Short problem:
Put each line of the material below into a Markdown table with the columns Row and Line, numbering the rows and skipping blank lines. Leave out the pictures.
------------------------------------------------
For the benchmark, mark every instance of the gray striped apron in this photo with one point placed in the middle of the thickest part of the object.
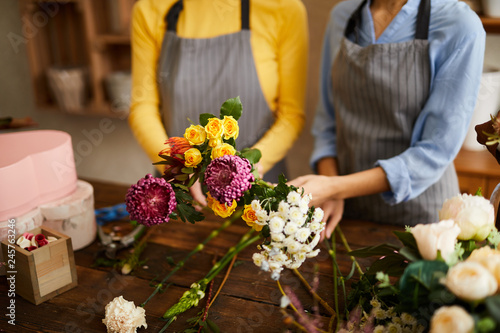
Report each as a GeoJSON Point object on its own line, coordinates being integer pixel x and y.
{"type": "Point", "coordinates": [391, 84]}
{"type": "Point", "coordinates": [197, 75]}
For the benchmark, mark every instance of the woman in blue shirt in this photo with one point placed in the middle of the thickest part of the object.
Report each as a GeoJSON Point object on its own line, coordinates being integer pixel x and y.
{"type": "Point", "coordinates": [399, 82]}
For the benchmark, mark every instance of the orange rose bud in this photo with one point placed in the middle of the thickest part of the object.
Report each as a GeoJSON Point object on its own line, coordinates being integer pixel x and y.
{"type": "Point", "coordinates": [176, 147]}
{"type": "Point", "coordinates": [250, 218]}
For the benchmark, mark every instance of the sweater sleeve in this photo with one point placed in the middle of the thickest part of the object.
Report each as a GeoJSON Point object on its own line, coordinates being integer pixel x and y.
{"type": "Point", "coordinates": [145, 119]}
{"type": "Point", "coordinates": [292, 52]}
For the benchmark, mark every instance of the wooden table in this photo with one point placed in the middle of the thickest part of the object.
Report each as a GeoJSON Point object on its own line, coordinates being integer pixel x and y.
{"type": "Point", "coordinates": [248, 302]}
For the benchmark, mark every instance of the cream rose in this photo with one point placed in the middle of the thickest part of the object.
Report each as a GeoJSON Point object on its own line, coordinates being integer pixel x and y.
{"type": "Point", "coordinates": [489, 259]}
{"type": "Point", "coordinates": [451, 319]}
{"type": "Point", "coordinates": [192, 157]}
{"type": "Point", "coordinates": [432, 237]}
{"type": "Point", "coordinates": [122, 316]}
{"type": "Point", "coordinates": [195, 134]}
{"type": "Point", "coordinates": [231, 128]}
{"type": "Point", "coordinates": [214, 128]}
{"type": "Point", "coordinates": [473, 214]}
{"type": "Point", "coordinates": [221, 150]}
{"type": "Point", "coordinates": [470, 281]}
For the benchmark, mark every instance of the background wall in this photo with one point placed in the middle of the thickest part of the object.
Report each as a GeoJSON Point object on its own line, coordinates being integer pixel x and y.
------------------------------------------------
Full solution:
| Row | Line |
|---|---|
| 1 | For the benchmark, mark every instance of the gray striped apron in this photo with one point placed in the middle of the thickest part of the object. |
| 2 | Report each as a GeoJSON Point object on its own line, coordinates being integer pixel x and y. |
| 3 | {"type": "Point", "coordinates": [391, 84]} |
| 4 | {"type": "Point", "coordinates": [197, 75]} |
| 5 | For the benchmark, mark every instance of the woman in blue shirt in this photo with one point placed in the middle of the thickest part of the object. |
| 6 | Report each as a GeoJSON Point object on its own line, coordinates being integer pixel x and y. |
| 7 | {"type": "Point", "coordinates": [399, 82]} |
| 8 | For the benchmark, mark every instance of the orange rose bud in this photo with one point placed in the middle of the thickest part of the object. |
| 9 | Report each as a GeoJSON Point object on its own line, coordinates being integer pixel x and y. |
| 10 | {"type": "Point", "coordinates": [176, 147]} |
| 11 | {"type": "Point", "coordinates": [250, 218]} |
| 12 | For the benchmark, mark every instance of the sweater sleeve in this photo with one point placed in the middle of the thickest part of the object. |
| 13 | Report each as a GeoJSON Point object on its own line, coordinates being integer pixel x and y. |
| 14 | {"type": "Point", "coordinates": [145, 119]} |
| 15 | {"type": "Point", "coordinates": [292, 52]} |
| 16 | For the benchmark, mark every instance of the wooden table in this photo with one point placed in the middle of the thickest part of the object. |
| 17 | Report each as a GeoJSON Point object on its own line, coordinates being integer pixel x and y. |
| 18 | {"type": "Point", "coordinates": [248, 302]} |
| 19 | For the benchmark, mark every instance of the cream rose in this photo with one point placed in the middle of the thickest part of the object. |
| 20 | Report each as a GeoJSON Point object on its own line, coordinates being integer pixel x and y. |
| 21 | {"type": "Point", "coordinates": [489, 259]} |
| 22 | {"type": "Point", "coordinates": [451, 319]} |
| 23 | {"type": "Point", "coordinates": [192, 157]} |
| 24 | {"type": "Point", "coordinates": [432, 237]} |
| 25 | {"type": "Point", "coordinates": [122, 316]} |
| 26 | {"type": "Point", "coordinates": [195, 134]} |
| 27 | {"type": "Point", "coordinates": [231, 128]} |
| 28 | {"type": "Point", "coordinates": [214, 128]} |
| 29 | {"type": "Point", "coordinates": [473, 214]} |
| 30 | {"type": "Point", "coordinates": [221, 150]} |
| 31 | {"type": "Point", "coordinates": [470, 281]} |
| 32 | For the benchmark, mark every instance of the background wall in this photo with one point placed in the middle of the thickest part of the object. |
| 33 | Report each as a GeoJSON Point object on its own line, coordinates being integer pixel x and y. |